ARTICLE:
————

The Person and Community in Mounier’s Philosophy

The 1929 Crisis and the Need for Change

The Wall Street crash of 1929 and its devastating global impact deeply affected Mounier. This event highlighted the inadequacy of existing social and economic structures. Some advocated for changing these structures, believing that a better society would naturally follow. Others argued for changing individuals, believing that improved individuals would then transform the structures. Mounier found both approaches insufficient.

He believed that both structures and individuals must change. He called for a personalist and communitarian revolution.

Capitalist Individualism as the Source of Disorder

Mounier argued that our civilization originated from the Renaissance, a revolution against societal domination in favor of individual demands. However, this Renaissance individualism gave rise to what he termed “the bourgeois spirit.”

Bourgeois individualism, selfishness, and capitalism are intertwined. Capitalism, the reign of money (Mammon), prioritizes profit over labor and consumption over production.

————

Records from a data collection
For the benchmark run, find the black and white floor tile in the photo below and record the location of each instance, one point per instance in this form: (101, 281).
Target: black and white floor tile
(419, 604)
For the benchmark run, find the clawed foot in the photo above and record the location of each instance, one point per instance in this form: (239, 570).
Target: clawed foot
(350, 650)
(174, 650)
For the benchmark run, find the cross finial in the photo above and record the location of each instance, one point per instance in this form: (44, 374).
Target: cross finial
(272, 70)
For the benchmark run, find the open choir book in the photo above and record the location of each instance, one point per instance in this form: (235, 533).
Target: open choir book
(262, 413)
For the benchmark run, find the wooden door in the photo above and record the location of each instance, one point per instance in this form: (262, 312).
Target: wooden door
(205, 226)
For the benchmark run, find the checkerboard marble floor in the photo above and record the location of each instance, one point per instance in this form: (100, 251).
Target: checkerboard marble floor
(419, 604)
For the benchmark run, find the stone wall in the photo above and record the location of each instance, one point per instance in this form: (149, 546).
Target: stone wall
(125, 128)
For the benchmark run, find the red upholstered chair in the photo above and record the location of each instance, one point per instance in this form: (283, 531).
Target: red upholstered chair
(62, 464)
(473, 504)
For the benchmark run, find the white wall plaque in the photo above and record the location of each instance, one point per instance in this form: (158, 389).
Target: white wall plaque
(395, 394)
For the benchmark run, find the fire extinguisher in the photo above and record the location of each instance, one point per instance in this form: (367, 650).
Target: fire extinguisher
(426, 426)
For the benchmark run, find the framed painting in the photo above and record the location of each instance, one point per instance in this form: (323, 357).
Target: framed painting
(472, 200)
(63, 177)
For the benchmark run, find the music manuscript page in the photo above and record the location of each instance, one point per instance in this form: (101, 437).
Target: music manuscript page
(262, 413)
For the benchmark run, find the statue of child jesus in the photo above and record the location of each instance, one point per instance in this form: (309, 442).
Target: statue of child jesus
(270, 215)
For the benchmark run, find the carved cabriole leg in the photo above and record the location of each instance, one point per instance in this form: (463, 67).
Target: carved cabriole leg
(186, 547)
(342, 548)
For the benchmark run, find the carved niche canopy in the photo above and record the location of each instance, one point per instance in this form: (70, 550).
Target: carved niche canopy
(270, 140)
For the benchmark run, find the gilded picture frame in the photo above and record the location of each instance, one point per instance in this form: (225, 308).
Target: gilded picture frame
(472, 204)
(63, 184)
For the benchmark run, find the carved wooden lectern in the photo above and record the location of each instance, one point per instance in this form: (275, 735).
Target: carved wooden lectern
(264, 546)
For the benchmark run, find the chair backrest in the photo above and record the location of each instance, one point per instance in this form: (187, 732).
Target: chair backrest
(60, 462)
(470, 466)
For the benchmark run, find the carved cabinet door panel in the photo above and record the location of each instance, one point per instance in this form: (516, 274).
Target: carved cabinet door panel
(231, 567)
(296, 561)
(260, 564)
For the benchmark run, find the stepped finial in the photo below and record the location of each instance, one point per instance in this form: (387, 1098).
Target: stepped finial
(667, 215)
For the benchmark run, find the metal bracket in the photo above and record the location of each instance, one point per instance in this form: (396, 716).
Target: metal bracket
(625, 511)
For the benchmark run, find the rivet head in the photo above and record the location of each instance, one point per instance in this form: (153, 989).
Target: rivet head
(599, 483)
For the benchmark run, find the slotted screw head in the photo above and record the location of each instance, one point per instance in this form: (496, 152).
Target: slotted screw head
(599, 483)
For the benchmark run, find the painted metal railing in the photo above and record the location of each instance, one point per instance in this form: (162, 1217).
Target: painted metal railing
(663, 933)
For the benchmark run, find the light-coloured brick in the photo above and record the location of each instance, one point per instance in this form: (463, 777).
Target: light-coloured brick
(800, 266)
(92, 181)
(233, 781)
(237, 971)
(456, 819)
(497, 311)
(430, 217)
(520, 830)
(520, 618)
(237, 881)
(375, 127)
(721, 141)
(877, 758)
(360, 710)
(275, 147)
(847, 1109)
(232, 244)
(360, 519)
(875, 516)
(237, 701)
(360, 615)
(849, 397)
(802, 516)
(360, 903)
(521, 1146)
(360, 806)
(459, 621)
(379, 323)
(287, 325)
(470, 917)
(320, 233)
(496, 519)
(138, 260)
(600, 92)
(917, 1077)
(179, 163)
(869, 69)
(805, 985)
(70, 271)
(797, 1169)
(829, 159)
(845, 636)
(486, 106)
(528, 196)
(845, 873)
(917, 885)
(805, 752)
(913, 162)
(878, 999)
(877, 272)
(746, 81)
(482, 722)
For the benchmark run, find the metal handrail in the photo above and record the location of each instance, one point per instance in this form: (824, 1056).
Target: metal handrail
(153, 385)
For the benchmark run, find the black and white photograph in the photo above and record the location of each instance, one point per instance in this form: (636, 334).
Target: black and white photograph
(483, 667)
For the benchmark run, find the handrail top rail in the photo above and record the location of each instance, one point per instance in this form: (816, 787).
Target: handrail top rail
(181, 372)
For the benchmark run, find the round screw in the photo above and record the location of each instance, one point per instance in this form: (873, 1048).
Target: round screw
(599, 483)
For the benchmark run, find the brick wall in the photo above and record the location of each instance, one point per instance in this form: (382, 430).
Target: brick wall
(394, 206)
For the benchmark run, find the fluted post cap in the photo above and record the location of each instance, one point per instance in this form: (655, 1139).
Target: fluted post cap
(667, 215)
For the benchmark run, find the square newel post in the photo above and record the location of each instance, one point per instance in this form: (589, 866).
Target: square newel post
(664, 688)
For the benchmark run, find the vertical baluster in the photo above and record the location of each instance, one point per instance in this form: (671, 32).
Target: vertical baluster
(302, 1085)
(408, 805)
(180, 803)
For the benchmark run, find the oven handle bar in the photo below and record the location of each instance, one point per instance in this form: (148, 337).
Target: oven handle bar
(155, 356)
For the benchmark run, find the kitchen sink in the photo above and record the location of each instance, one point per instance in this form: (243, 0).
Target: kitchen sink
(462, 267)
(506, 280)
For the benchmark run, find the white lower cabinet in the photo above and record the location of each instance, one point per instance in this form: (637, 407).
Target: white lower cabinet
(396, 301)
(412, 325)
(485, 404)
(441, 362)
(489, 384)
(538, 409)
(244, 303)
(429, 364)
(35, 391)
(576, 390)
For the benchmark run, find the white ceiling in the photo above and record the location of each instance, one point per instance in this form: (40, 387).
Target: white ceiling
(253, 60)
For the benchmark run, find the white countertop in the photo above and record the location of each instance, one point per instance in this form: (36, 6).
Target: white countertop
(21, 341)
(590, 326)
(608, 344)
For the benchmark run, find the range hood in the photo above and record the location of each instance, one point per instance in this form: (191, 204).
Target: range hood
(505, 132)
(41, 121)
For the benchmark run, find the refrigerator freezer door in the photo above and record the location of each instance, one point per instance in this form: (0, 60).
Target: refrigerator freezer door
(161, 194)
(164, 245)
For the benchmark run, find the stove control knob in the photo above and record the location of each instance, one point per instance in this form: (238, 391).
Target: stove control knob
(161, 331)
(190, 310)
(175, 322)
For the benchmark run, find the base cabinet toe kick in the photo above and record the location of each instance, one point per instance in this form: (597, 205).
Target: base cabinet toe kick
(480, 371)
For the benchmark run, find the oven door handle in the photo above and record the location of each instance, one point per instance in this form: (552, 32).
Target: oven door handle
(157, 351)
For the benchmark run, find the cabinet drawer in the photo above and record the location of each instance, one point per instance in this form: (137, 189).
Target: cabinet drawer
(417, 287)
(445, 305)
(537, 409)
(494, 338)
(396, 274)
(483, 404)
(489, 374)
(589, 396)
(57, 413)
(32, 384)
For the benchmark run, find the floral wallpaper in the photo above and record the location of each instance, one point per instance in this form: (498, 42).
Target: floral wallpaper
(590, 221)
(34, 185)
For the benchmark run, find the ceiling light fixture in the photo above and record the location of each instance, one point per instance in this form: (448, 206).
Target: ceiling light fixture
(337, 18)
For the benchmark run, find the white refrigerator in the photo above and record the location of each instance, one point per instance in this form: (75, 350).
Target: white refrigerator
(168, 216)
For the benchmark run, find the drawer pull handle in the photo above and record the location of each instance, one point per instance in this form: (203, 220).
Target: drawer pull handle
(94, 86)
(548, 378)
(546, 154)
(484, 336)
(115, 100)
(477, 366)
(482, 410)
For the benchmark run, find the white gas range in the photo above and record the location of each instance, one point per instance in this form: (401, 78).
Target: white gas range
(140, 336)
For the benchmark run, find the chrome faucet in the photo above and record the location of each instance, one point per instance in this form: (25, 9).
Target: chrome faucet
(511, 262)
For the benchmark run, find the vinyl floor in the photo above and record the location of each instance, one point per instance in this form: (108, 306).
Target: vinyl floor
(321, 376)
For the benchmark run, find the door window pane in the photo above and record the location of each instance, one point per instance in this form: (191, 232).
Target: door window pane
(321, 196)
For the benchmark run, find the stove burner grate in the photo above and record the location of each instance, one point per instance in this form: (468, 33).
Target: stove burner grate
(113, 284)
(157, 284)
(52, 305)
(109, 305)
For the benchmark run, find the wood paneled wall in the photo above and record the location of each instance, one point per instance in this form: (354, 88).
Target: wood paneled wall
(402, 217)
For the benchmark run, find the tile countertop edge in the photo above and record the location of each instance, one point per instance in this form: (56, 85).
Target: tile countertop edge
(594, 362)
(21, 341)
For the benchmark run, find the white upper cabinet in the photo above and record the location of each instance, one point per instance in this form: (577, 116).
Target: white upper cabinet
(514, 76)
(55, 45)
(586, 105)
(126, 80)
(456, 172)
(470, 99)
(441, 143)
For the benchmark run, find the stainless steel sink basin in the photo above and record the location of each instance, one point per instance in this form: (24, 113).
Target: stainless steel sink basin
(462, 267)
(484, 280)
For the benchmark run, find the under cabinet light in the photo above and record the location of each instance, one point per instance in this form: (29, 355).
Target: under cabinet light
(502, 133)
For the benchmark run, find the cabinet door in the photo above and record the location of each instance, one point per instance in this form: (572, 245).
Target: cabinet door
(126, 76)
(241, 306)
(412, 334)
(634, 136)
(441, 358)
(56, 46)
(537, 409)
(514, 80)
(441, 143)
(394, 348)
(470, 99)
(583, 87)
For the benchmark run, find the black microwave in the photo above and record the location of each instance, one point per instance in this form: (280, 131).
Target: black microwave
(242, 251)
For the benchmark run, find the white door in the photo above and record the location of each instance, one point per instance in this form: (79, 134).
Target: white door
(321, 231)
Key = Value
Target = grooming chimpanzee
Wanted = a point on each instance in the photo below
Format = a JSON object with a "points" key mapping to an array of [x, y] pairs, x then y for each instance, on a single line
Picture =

————

TASK INSTRUCTIONS:
**1)** Answer these questions using the article on Mounier:
(a) Which event in 1929 deeply affected Mounier?
(b) What kind of revolution did Mounier call for?
(c) According to Mounier, what did Renaissance individualism give rise to?
**2)** Write out the part of the article on Mounier starting at "The Wall Street" and ending at "both approaches insufficient.".
**3)** Pick up the article on Mounier where it stops, and keep writing it.

EXERCISE ANSWERS:
**1)**
(a) The Wall Street crash of 1929.
(b) A personalist and communitarian revolution.
(c) What he termed "the bourgeois spirit."

**2)**
The Wall Street crash of 1929 and its devastating global impact deeply affected Mounier. This event highlighted the inadequacy of existing social and economic structures. Some advocated for changing these structures, believing that a better society would naturally follow. Others argued for changing individuals, believing that improved individuals would then transform the structures. Mounier found both approaches insufficient.

**3)**
To address this disaster, Mounier emphasized the need to restore a moral hierarchy of needs, replacing self-interested exaltation. This would enable the reform of structures and the creation of a fellowship based on respect for individuals.

Christians are best suited to undertake this task, but they too are susceptible to the negative influences of bourgeois individualism, as Nietzsche and Marx highlighted.

For the bourgeois, religious practice becomes individualistic, separated from others.

Negative values such as self-preservation and defensive reflexes are cultivated, leading to a desire for a comfortable and safe Christianity. In contrast, the person should cultivate values like embracing danger, opposition, generosity, and the pursuit of holiness.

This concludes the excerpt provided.